_Your objective_
Write out every line of the data below exactly as given.
Given information section start
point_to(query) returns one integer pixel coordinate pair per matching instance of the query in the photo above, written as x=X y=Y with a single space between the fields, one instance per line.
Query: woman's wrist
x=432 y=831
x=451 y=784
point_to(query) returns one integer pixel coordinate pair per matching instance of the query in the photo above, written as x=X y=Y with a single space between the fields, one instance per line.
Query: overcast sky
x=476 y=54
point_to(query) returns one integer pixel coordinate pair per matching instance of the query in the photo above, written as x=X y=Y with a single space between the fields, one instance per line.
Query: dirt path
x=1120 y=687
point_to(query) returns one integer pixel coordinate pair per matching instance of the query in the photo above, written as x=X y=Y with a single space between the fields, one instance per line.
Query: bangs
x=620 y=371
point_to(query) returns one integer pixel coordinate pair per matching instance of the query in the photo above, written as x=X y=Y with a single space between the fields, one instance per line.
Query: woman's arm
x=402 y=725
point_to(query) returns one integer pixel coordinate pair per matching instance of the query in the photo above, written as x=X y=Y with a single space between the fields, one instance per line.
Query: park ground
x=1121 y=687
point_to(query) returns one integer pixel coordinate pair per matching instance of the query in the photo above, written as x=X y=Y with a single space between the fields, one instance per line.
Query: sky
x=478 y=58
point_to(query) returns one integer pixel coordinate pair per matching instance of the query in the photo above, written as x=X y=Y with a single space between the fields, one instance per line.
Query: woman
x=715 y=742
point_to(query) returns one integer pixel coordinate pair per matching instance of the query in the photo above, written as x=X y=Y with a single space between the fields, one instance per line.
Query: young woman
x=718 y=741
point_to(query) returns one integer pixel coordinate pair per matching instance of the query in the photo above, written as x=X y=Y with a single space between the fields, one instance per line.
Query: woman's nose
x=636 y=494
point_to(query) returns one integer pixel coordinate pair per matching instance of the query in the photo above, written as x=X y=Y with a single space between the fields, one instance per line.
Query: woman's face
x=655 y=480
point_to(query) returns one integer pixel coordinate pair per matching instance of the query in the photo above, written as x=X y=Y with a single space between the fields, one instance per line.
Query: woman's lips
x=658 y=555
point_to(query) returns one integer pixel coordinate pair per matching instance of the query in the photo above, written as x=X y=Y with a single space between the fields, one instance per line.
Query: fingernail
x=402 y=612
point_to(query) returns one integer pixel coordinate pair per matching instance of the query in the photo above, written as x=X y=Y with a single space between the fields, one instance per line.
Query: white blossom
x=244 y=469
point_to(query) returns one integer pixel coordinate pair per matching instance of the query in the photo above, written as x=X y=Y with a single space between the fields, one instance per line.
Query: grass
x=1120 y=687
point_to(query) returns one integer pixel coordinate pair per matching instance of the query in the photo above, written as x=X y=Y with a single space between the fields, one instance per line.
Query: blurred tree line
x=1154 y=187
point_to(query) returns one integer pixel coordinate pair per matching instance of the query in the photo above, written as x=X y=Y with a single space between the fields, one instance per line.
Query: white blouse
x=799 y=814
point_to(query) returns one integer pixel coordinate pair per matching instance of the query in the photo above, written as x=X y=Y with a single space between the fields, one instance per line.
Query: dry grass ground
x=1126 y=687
Given information section end
_Answer area_
point_to(query) returns one integer pixel coordinate pair per matching instance of the query in the photo above, written as x=X y=Y with a single space between the fields, one instance per line.
Query: woman's wrist
x=432 y=831
x=451 y=784
point_to(query) returns one integer pixel coordinate pair per matching instance of the query in the photo above, written as x=X y=Y with a single space between the fields, one instance per line.
Query: overcast sky
x=476 y=54
point_to(query) returns one integer pixel coordinate pair per matching instance of the query in the photo above, written as x=X y=Y with a single space between the fields, one instance per line.
Query: dirt path
x=1120 y=687
point_to(query) returns one integer pixel coordinate pair per matching instance of the query in the photo above, written as x=X y=Y with a single space between the fields, one instance per line.
Query: bangs
x=620 y=371
point_to(query) returns one integer pixel coordinate pair per matching instance of the query in the photo above, written as x=X y=Y with a single space between the fields, one instance per line.
Query: woman's arm
x=402 y=725
point_to(query) returns one integer pixel coordinate pair per matching instance of the query in the photo above, written as x=X y=Y with a single space between the fields, one instance per line.
Query: park ground
x=1121 y=687
point_to(query) returns one integer pixel coordinate pair per matching instance of the query in the photo above, written as x=X y=Y with a single space between the fields, one instance per line.
Query: sky
x=478 y=58
point_to(query) returns one integer pixel coordinate pair per matching instance of the query in the photo above, written as x=X y=Y with a single space between the fields, one instance per line.
Query: woman
x=715 y=742
point_to(query) returns one integer pixel coordinate pair per matching instance of the query in the photo above, written as x=X y=Y with a single space between the fields, one instance per line.
Query: young woman
x=718 y=741
point_to(query) returns one integer pixel coordinate pair per matching instance of the query in the photo above, written as x=X y=Y with a single space between the fields, one instance per line.
Query: woman's nose
x=636 y=494
point_to(query) returns one integer pixel coordinate pair per matching instance of the query in the photo above, written as x=X y=Y with a single space between the fields, one instance per line.
Query: woman's face
x=655 y=480
point_to(query) returns one integer pixel coordinate pair per matching instance of the query in the photo above, written as x=X y=Y with a single space between the fields, one instance per line.
Query: woman's lips
x=658 y=555
point_to(query) returns one integer pixel coordinate pair per matching instance of the query in the photo above, written as x=X y=Y with a single space between the fields, one instance per line.
Query: fingernail
x=402 y=612
point_to(query) returns one integer pixel coordinate pair per matching instance of the query in the photo above, written as x=X y=Y with a single space between the fields, one instance per line.
Query: white blossom
x=244 y=469
point_to(query) returns one integer pixel coordinate pair per matching instance of the query in the photo above, written as x=X y=Y with a single space between the fields, one instance per line.
Query: grass
x=1120 y=687
point_to(query) returns one integer pixel coordinate pair per matching instance of the query in the photo above, written as x=X y=Y with a single space between the fields, one instance per line.
Query: blurred tree line
x=1154 y=187
point_to(query) returns one integer pixel coordinate pair per matching instance of the query in the photo above, written as x=X y=Y with a single space between the fields, one instance per line.
Query: white blouse
x=799 y=814
point_to(query) returns one integer pixel coordinate pair per matching instance of the query in the photo above, written as x=X y=Y with a single space between the fields, one instance per line.
Query: dry grass ground
x=1126 y=687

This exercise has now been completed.